_TEXTE FOURNI_
»»

Dominique Gonzalez-Foerster

Et la chambre orange

Commissariat : Christian Bernard

La Villa Arson présente cet automne Noël Dolla, Dominique Gonzalez-Foerster et Julije Knifer.

Il s’agit de trois expositions monographiques dont les œuvres ont été conçues pour les galeries de la Villa Arson et réalisées pour la plupart sur place. Ces trois expositions permettent d’articuler trois générations différentes et trois attitudes devant la peinture et l’art en général. Mais l’unité de lieu et l’esprit de condensation qui président à ces trois œuvres donnent à la juxtaposition des expositions un caractère d’évidente connivence et l’aspect d’un enchaînement concerté.

Dominique-Gonzalez Foerster vit et travaille à Paris. Elle est issue de l’École des Beaux-Arts de Grenoble où elle a côtoyé Bernard Joïsten, Pierre Joseph, Marylène Negro, Philippe Parreno, Philippe Perrin, qui ont aussi séjourné comme elle à la Villa Arson. Dominique-Gonzalez Foerster a travaillé à la Villa Arson dans le cadre d’une bourse du Fiacre. On avait remarqué sa contribution à notre exposition No Man’s Time durant l’été 1990. Elle poursuit dans la Galerie de la Villa son activité d’enquêteuse biographique où la mémoire individuelle et collective, les souvenirs singuliers et génériques, les réminiscences ponctuelles ou atmosphériques projettent leurs lacunes au travers d’un jeu de filtres colorés. Le réel se présente toujours ici à l’échelle 1/1, tandis que l’imaginaire s’y inscrit en grandeur nature.

««

_SECTION DES DONNÉES_
»»

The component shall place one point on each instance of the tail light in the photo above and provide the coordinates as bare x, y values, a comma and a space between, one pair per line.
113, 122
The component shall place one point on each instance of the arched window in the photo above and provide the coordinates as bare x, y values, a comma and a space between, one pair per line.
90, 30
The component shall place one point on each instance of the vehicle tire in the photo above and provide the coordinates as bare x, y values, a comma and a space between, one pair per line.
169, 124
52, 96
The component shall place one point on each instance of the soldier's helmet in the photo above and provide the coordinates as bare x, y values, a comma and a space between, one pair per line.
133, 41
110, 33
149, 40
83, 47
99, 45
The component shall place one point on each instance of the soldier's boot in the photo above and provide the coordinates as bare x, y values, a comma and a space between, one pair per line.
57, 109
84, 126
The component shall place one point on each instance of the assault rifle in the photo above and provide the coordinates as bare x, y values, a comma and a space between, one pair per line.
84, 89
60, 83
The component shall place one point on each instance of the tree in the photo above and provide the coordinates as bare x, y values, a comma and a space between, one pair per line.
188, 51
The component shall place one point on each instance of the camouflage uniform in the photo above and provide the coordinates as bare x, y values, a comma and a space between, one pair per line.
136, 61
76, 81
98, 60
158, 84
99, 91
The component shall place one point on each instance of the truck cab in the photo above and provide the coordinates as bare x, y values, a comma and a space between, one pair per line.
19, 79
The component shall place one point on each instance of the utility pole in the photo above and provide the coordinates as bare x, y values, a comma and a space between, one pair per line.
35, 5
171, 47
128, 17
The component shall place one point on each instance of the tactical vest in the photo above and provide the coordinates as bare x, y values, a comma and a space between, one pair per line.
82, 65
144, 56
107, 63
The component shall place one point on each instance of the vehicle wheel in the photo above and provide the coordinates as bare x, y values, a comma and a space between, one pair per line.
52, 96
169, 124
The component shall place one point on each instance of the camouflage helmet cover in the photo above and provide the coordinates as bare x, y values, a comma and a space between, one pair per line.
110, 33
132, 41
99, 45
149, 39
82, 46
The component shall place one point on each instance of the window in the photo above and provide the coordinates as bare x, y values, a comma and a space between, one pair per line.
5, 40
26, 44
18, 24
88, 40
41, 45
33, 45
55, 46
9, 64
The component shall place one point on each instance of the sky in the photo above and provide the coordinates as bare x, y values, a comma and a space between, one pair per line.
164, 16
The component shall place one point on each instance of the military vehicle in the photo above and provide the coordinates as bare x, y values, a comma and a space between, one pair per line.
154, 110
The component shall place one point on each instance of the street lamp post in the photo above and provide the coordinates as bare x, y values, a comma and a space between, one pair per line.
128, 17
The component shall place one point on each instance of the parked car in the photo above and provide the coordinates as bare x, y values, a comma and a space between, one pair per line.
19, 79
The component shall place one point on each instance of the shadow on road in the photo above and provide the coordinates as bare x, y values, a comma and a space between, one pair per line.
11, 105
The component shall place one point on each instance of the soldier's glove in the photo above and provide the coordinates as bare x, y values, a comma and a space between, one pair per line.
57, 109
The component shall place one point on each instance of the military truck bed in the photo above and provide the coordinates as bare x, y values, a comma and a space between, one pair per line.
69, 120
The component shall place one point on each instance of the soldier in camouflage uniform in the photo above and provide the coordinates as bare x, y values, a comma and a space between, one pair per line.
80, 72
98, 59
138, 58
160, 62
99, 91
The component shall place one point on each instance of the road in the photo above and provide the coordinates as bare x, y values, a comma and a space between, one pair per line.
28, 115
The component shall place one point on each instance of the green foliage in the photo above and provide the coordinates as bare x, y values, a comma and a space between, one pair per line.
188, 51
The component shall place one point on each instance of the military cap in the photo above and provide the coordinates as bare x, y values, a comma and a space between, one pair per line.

««

_CONSIGNE ÉCRITE_
Retapez intégralement, s'il vous plaît, le texte fourni ci-dessus sur l'exposition de Dominique Gonzalez-Foerster à la Villa Arson, sans y changer un seul mot.

_RÉPONSE ÉCRITE_
Dominique Gonzalez-Foerster

Et la chambre orange

Commissariat : Christian Bernard

La Villa Arson présente cet automne Noël Dolla, Dominique Gonzalez-Foerster et Julije Knifer.

Il s’agit de trois expositions monographiques dont les œuvres ont été conçues pour les galeries de la Villa Arson et réalisées pour la plupart sur place. Ces trois expositions permettent d’articuler trois générations différentes et trois attitudes devant la peinture et l’art en général. Mais l’unité de lieu et l’esprit de condensation qui président à ces trois œuvres donnent à la juxtaposition des expositions un caractère d’évidente connivence et l’aspect d’un enchaînement concerté.

Dominique-Gonzalez Foerster vit et travaille à Paris. Elle est issue de l’École des Beaux-Arts de Grenoble où elle a côtoyé Bernard Joïsten, Pierre Joseph, Marylène Negro, Philippe Parreno, Philippe Perrin, qui ont aussi séjourné comme elle à la Villa Arson. Dominique-Gonzalez Foerster a travaillé à la Villa Arson dans le cadre d’une bourse du Fiacre. On avait remarqué sa contribution à notre exposition No Man’s Time durant l’été 1990. Elle poursuit dans la Galerie de la Villa son activité d’enquêteuse biographique où la mémoire individuelle et collective, les souvenirs singuliers et génériques, les réminiscences ponctuelles ou atmosphériques projettent leurs lacunes au travers d’un jeu de filtres colorés. Le réel se présente toujours ici à l’échelle 1/1, tandis que l’imaginaire s’y inscrit en grandeur nature.